▼
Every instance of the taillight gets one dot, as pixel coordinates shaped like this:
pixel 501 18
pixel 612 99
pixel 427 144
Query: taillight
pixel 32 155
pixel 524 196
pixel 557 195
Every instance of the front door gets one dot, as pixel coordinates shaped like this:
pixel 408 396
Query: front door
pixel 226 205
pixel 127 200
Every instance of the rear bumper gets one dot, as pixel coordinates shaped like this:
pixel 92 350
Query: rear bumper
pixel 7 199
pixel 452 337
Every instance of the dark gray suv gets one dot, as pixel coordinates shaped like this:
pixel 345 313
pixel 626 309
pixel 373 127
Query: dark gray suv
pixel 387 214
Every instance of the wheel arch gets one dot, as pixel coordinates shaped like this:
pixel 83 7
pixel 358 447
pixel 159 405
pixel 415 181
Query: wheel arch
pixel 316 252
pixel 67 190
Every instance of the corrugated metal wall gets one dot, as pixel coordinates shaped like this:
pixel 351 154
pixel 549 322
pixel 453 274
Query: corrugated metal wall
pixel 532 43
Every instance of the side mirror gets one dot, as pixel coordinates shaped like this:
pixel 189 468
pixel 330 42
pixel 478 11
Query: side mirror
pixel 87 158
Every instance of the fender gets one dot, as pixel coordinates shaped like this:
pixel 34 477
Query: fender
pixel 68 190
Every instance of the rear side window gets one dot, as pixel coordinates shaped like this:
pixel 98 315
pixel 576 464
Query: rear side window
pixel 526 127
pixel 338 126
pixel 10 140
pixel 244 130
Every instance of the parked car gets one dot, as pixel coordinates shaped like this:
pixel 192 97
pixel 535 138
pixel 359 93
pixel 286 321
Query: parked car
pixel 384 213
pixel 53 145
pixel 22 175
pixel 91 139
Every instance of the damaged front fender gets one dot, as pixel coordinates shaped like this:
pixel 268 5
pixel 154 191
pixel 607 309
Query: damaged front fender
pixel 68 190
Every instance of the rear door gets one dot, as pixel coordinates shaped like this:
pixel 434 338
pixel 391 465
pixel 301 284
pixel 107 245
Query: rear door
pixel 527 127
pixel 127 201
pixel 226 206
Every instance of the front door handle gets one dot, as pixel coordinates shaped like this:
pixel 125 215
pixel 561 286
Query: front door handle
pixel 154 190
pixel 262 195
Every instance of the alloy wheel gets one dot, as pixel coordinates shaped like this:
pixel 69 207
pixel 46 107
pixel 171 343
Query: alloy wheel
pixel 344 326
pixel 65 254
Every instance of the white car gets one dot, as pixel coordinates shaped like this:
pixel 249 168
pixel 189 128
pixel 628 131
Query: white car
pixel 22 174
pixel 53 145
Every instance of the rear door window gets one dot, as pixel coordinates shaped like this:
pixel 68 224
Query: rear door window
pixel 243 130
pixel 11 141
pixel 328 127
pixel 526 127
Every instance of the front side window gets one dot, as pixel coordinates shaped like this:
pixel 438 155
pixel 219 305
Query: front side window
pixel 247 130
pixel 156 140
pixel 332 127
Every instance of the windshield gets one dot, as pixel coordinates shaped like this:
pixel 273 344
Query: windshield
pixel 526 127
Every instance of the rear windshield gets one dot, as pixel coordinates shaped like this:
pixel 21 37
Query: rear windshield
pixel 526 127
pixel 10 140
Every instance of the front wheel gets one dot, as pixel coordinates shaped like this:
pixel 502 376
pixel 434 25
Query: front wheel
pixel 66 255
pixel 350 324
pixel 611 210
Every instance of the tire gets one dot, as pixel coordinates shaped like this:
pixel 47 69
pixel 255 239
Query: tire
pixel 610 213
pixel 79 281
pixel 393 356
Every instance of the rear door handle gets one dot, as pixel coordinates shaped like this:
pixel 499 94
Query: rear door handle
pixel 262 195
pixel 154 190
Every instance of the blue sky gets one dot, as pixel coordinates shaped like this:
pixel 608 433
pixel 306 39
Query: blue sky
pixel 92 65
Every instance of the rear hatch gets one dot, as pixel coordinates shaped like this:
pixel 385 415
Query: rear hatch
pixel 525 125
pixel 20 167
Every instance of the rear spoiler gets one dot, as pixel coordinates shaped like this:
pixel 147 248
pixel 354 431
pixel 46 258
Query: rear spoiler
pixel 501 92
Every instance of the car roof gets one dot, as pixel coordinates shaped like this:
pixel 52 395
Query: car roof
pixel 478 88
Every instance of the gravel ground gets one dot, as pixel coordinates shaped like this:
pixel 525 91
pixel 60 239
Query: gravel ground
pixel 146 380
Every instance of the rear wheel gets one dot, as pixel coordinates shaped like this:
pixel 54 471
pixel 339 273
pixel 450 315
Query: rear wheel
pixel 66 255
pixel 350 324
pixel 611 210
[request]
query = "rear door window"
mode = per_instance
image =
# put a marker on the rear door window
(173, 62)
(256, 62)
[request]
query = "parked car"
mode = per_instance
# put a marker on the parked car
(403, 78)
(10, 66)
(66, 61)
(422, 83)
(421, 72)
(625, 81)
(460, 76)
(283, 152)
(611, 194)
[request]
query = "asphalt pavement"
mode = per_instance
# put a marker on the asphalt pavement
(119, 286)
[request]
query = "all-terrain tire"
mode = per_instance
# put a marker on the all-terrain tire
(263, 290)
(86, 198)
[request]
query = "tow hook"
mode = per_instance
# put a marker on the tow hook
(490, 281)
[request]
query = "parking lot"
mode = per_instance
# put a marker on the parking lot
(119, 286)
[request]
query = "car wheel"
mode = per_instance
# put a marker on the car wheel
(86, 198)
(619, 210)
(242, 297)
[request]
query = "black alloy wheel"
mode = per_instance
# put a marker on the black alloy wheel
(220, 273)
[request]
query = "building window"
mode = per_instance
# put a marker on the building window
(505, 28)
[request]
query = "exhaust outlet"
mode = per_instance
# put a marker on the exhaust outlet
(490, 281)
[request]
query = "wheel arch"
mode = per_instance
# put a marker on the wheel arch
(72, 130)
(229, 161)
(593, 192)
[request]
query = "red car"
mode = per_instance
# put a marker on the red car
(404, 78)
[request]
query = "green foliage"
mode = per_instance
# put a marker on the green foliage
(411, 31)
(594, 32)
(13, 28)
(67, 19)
▲
* [Task goal]
Write out the complete set of records exactly as given.

* [Answer to this problem]
Every instance of the taillight gets one dot, as pixel coordinates shaped like this:
pixel 501 18
pixel 612 99
pixel 427 144
Query: taillight
pixel 32 155
pixel 524 196
pixel 557 195
Every instance of the front door gets one dot, as pixel coordinates shaped like this:
pixel 408 396
Query: front door
pixel 226 205
pixel 127 200
Every instance of the rear bumper gets one dot, as pixel coordinates shaped like this:
pixel 92 350
Query: rear bumper
pixel 7 199
pixel 452 337
Every instance of the dark gray suv gets one dot, as pixel coordinates shaped like this:
pixel 345 313
pixel 626 309
pixel 373 127
Query: dark gray suv
pixel 387 214
Every instance of the wheel arch gets one dot, as pixel coordinates shaped like this:
pixel 83 7
pixel 358 447
pixel 159 405
pixel 415 181
Query: wheel arch
pixel 316 252
pixel 67 190
Every instance of the corrugated metal wall gets one dot, as pixel coordinates shaped like this:
pixel 351 154
pixel 549 322
pixel 453 274
Query: corrugated metal wall
pixel 532 43
Every instance of the side mirror gets one dot, as pixel coordinates shaped like this:
pixel 189 468
pixel 330 42
pixel 478 11
Query: side mirror
pixel 87 158
Every instance of the fender gets one dot, as pixel coordinates shaped like this:
pixel 34 477
Query: fender
pixel 68 190
Every instance of the rear side window gets one dot, as pixel coordinates shaped like this:
pixel 98 315
pixel 576 464
Query: rear side window
pixel 526 127
pixel 338 126
pixel 10 140
pixel 244 130
Every instance of the parked car gets one dot, as pixel coordinates shaped like this:
pixel 192 97
pixel 535 138
pixel 359 93
pixel 286 321
Query: parked car
pixel 384 213
pixel 53 145
pixel 22 175
pixel 91 139
Every instance of the damaged front fender gets one dot, as pixel coordinates shaped like this:
pixel 268 5
pixel 154 191
pixel 607 309
Query: damaged front fender
pixel 68 190
Every instance of the rear door gets one dot, as pixel coordinates shaped like this:
pixel 434 338
pixel 391 465
pixel 301 284
pixel 107 245
Query: rear door
pixel 527 127
pixel 127 201
pixel 226 206
Every instance of the front door handle gets one dot, as pixel coordinates shaped like this:
pixel 125 215
pixel 561 286
Query: front door handle
pixel 154 190
pixel 262 195
Every instance of the alloy wheel gets one dot, as pixel coordinates shaped like this:
pixel 69 207
pixel 46 107
pixel 171 343
Query: alloy wheel
pixel 344 326
pixel 65 254
Every instance of the white car gets one dot, as pixel coordinates shaped like this:
pixel 249 168
pixel 189 128
pixel 628 131
Query: white car
pixel 22 174
pixel 53 145
Every instance of the rear door window gets one dot, as pixel coordinates shaped like this:
pixel 68 224
Query: rear door window
pixel 243 130
pixel 11 141
pixel 328 127
pixel 526 127
Every instance of the front side window gets one dot, as pixel coordinates shaped like this:
pixel 438 155
pixel 219 305
Query: front side window
pixel 247 130
pixel 156 140
pixel 332 127
Every instance of the windshield gets one dot, as pixel coordinates shaped like this:
pixel 273 344
Query: windshield
pixel 526 127
Every instance of the rear windshield gets one dot, as pixel coordinates shaped like this:
pixel 21 37
Query: rear windshield
pixel 526 127
pixel 10 140
Every instance of the front wheel gets one dot, as pixel coordinates shaped like this:
pixel 502 376
pixel 434 25
Query: front wheel
pixel 66 255
pixel 350 324
pixel 611 210
Every instance of the tire gets one dot, as pixel coordinates shaped like this:
pixel 47 69
pixel 255 239
Query: tire
pixel 610 213
pixel 79 281
pixel 393 356
Every instance of the rear door handle gets one dot, as pixel coordinates shaped like this:
pixel 499 94
Query: rear door handle
pixel 262 195
pixel 154 190
Every instance of the blue sky gets one dot, as pixel coordinates shaped like this:
pixel 608 433
pixel 306 39
Query: blue sky
pixel 92 65
Every instance of the rear hatch gets one dot, as pixel coordinates shaped like this:
pixel 385 415
Query: rear hatch
pixel 525 125
pixel 20 167
Every instance of the rear spoiler gets one dot, as pixel coordinates shaped like this:
pixel 147 248
pixel 354 431
pixel 46 258
Query: rear spoiler
pixel 501 92
Every instance of the car roof gets one dot, as pixel coordinates shaped like this:
pixel 52 395
Query: car roof
pixel 478 88
Every instance of the gravel ground gets one dot, as pixel coordinates shaped like this:
pixel 525 91
pixel 60 239
Query: gravel ground
pixel 146 380
Every instance of the rear wheel gets one dot, as pixel coordinates shaped like this:
pixel 54 471
pixel 339 273
pixel 450 315
Query: rear wheel
pixel 66 255
pixel 350 324
pixel 611 210
[request]
query = "rear door window"
mode = per_instance
image =
# put a marker on the rear door window
(173, 62)
(256, 62)
[request]
query = "parked car"
mode = per_instance
# put a marker on the parked car
(403, 78)
(10, 66)
(66, 61)
(422, 83)
(421, 72)
(625, 81)
(460, 76)
(283, 152)
(611, 194)
[request]
query = "asphalt pavement"
mode = per_instance
# put a marker on the asphalt pavement
(119, 286)
[request]
query = "all-terrain tire"
mode = per_instance
# put a marker on the all-terrain tire
(263, 290)
(86, 198)
[request]
query = "tow hook"
mode = per_instance
# put a marker on the tow hook
(490, 281)
[request]
query = "parking lot"
mode = per_instance
# put a marker on the parking lot
(119, 286)
[request]
query = "car wheel"
mode = per_instance
# put a marker on the car wheel
(86, 198)
(619, 210)
(242, 297)
[request]
query = "black alloy wheel"
mode = per_instance
# put a marker on the black alloy wheel
(220, 273)
[request]
query = "building window"
mode = per_instance
# put a marker on the building window
(505, 28)
[request]
query = "exhaust outlet"
mode = per_instance
# put a marker on the exhaust outlet
(490, 281)
[request]
query = "wheel arch"
mode = per_instance
# put a marker on the wheel arch
(72, 130)
(229, 161)
(593, 192)
[request]
query = "red car"
mode = per_instance
# put a marker on the red car
(404, 78)
[request]
query = "green foliage"
mode = per_instance
# put a marker on the green foliage
(411, 31)
(594, 32)
(13, 28)
(67, 19)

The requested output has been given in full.